### [WRITTEN REQUEST]
Copy all of the material exactly. Pictures are not to appear in the copy.
►
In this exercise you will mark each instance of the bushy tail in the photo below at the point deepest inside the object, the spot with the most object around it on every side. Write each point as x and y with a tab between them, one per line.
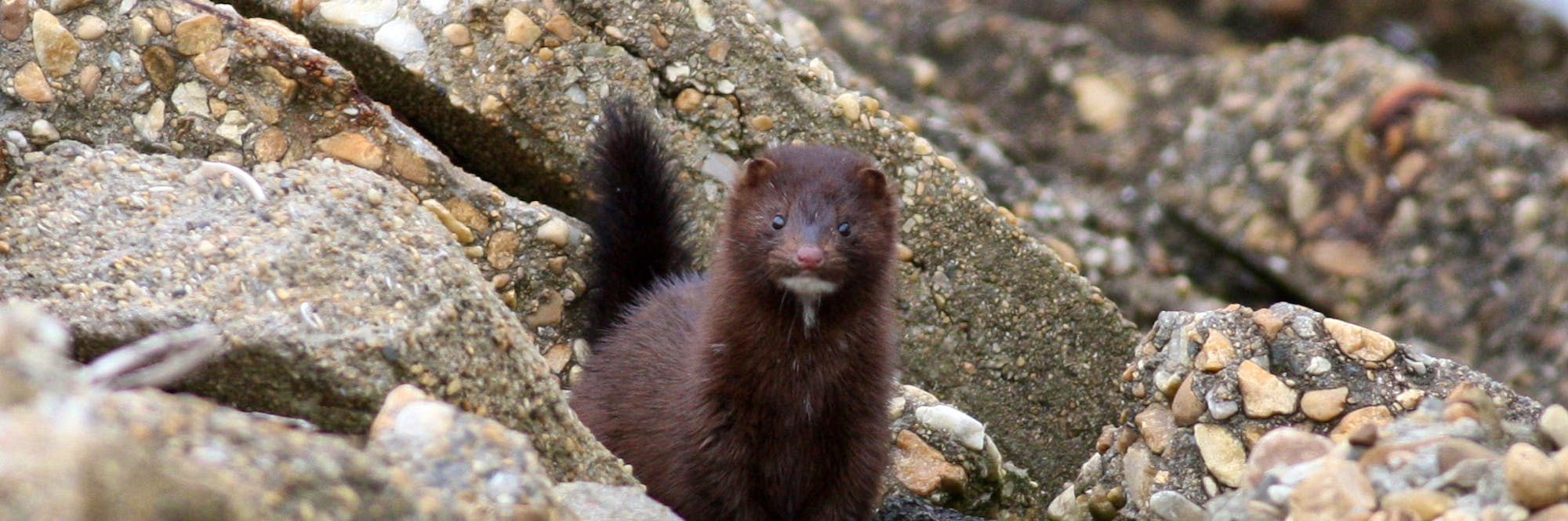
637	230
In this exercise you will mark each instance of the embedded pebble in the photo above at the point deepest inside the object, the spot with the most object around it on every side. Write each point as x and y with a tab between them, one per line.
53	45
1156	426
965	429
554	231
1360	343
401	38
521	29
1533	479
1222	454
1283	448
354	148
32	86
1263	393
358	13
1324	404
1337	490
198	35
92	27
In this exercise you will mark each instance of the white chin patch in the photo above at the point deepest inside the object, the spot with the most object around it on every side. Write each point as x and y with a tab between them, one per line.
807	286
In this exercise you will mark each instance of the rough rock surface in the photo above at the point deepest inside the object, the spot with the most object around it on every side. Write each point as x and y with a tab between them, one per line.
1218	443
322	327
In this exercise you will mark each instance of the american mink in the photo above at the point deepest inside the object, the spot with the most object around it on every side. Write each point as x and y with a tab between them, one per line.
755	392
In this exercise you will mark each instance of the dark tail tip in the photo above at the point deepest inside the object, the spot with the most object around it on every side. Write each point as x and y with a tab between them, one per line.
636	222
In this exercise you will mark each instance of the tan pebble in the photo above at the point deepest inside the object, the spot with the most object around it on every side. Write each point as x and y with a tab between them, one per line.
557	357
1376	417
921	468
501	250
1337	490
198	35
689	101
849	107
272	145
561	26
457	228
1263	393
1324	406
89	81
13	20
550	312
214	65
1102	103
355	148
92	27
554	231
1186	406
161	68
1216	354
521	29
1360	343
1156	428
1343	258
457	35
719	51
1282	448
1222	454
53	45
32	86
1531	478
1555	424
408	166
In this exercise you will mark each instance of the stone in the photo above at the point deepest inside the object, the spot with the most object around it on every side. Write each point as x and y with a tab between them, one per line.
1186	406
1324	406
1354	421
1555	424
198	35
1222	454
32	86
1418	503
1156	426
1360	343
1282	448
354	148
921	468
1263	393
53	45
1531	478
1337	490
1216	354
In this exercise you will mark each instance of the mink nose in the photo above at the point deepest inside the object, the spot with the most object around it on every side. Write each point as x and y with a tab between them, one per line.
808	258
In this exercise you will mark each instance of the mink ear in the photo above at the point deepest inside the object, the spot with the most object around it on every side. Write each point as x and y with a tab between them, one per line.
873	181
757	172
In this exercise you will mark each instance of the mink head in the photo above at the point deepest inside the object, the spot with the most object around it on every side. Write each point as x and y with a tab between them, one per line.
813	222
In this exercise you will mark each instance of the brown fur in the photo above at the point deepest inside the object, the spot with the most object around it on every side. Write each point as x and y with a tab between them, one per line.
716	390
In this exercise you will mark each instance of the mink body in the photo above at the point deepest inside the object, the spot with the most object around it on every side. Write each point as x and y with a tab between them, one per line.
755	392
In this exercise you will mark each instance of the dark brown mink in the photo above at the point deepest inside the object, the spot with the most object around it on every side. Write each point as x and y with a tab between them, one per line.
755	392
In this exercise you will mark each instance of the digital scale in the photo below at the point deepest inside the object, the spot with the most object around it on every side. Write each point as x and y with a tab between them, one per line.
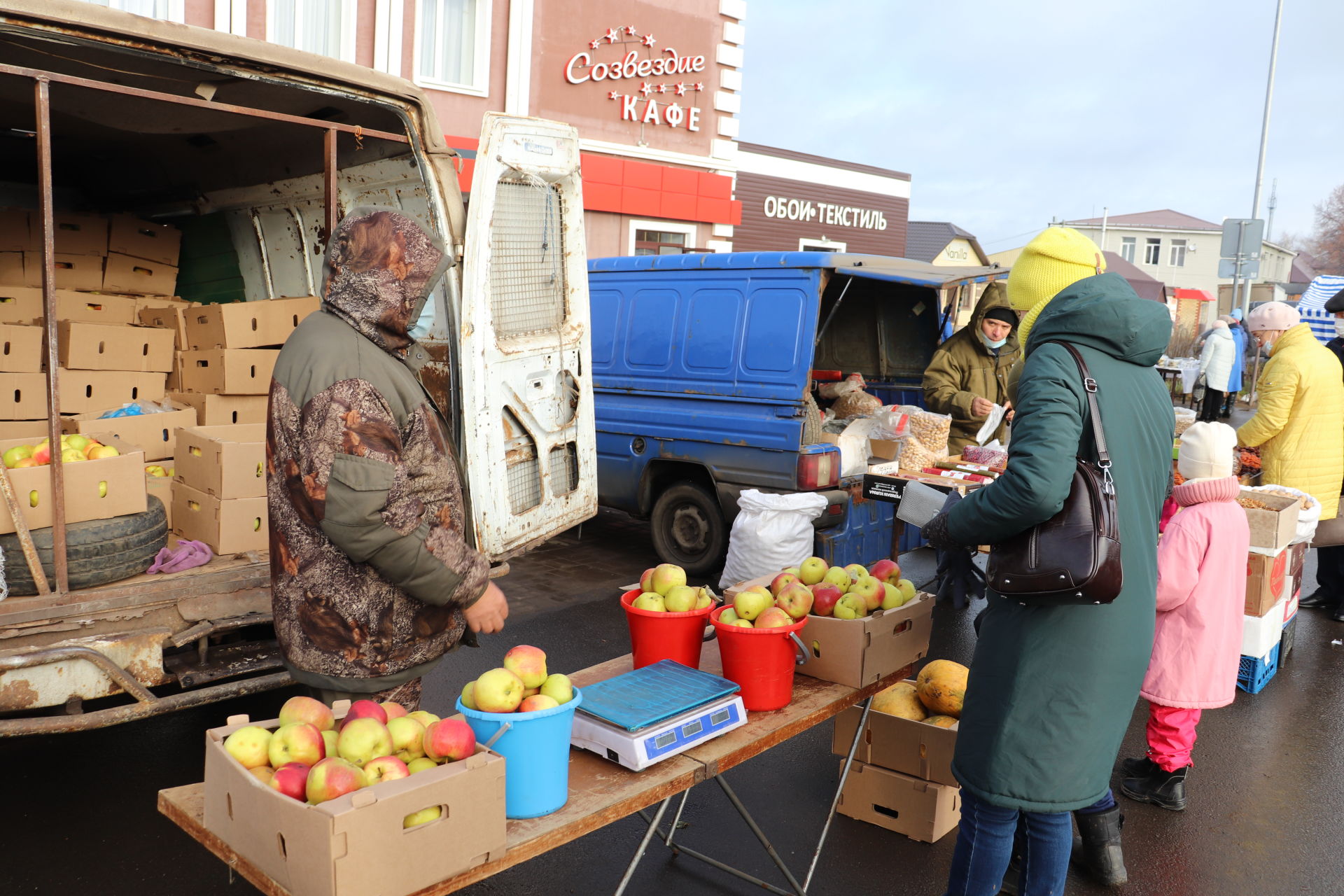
◄
### [TASK RESPONSE]
In this exercise you will mark each instance of the bushy tail in the photo below at the point deepest inside the object, the spot with the most object around it on every side. Write each point as x and y with a tab between them, one per line.
637	230
In this exercise you will mark each instance of the embedded pebble in the photo above at the point deepest inside the object, the spot with the most object around it on every side. Write each point as x and y with a tab between them, one per line.
53	45
1156	426
965	429
554	231
1360	343
401	38
521	29
1533	479
1222	454
1283	448
354	148
32	86
1263	393
358	13
1324	404
1337	490
198	35
92	27
In this exercise you will mark each instance of the white chin patch in the photo above at the point deepest inside the object, the spot with the most object around it on every side. Write each point as x and y with a tab between them, one per line.
807	286
In this exercise you will mark each instance of the rough rock surface in the photo above at the point deepest inside the object, the spot with the most object around it on every side. Write each point as x and y with a tab between them, one per line.
1218	443
322	327
In this exercise you will mark each instance of the american mink in the photo above at the point deepest inside the object, the spot with the most object around it on every side. Write each point as x and y with a tab between them, one per line.
755	392
In this exercise you will mark each instance of the dark tail tip in the photo above at the point deepest inside the object, the spot with the most object around it on every side. Write each point as x and y with a tab between them, one per line.
636	222
In this exercise you will mark each instance of the tan pebble in the photo above at the point deepest inside the object, the spot with the most object around it on every side. Write each point as x and y with a tab between them, one per line.
557	357
1376	417
921	468
501	250
1337	490
198	35
689	101
849	107
272	145
561	26
457	228
1263	393
1324	406
89	81
13	20
550	312
214	65
1102	103
355	148
92	27
554	231
1186	406
161	68
1216	354
521	29
1360	343
1156	428
1343	258
457	35
719	51
1282	448
1222	454
53	45
32	86
1531	478
1555	424
408	166
In this exercise you will mark each instance of the stone in the photo above at the point deepest inside the object, the spot with the most object around it on every side. Write each point as x and y with a tab between them, one per line.
1186	406
1324	406
1354	421
1555	424
198	35
1222	454
32	86
1418	503
1156	426
1360	343
1282	448
354	148
921	468
1263	393
53	45
1531	478
1337	490
1216	354
In this exercise you will mark each instance of the mink nose in the photo above at the point deepest inside the object, the spot with the most object around it on every side. Write each point as x and y with a tab between them, one per line.
808	258
In this exercise you will mark each instance of the mink ear in the photo above at the point deepest inside the object, the spot with the most object around it on every side. Write each point as x and y with a tab between them, one per line.
873	181
757	172
In this exercise you will mark each instance of the mink head in the photo above at the point deepest inside the object, the spot with the most object around it on every side. Write each point as x and y with a tab between them, one per line.
813	222
In this exercise you will mark each instance of the brown fur in the photo above at the point deepest inside the object, the spot with the most object around it on every side. Write each point as x and y with a tab between them, one per line.
716	390
In this exercise you will mark each instance of the mink body in the photo above at the point deepest inside the object, the spot with the most object around it on every side. Write each point as x and y with a tab between them, one per line.
755	392
In this exercise you will mark each instance of the dark brown mink in the photo above at the point deepest inside the object, the spot with the most object around it on every side. Write each point as x and y with a tab between them, one per line.
755	392
In this exercise you will mark each instance of the digital scale in the photo below at the point deepest inside the object, the spot with the most object around it on every side. Write each point as x and y with a tab between them, one per line.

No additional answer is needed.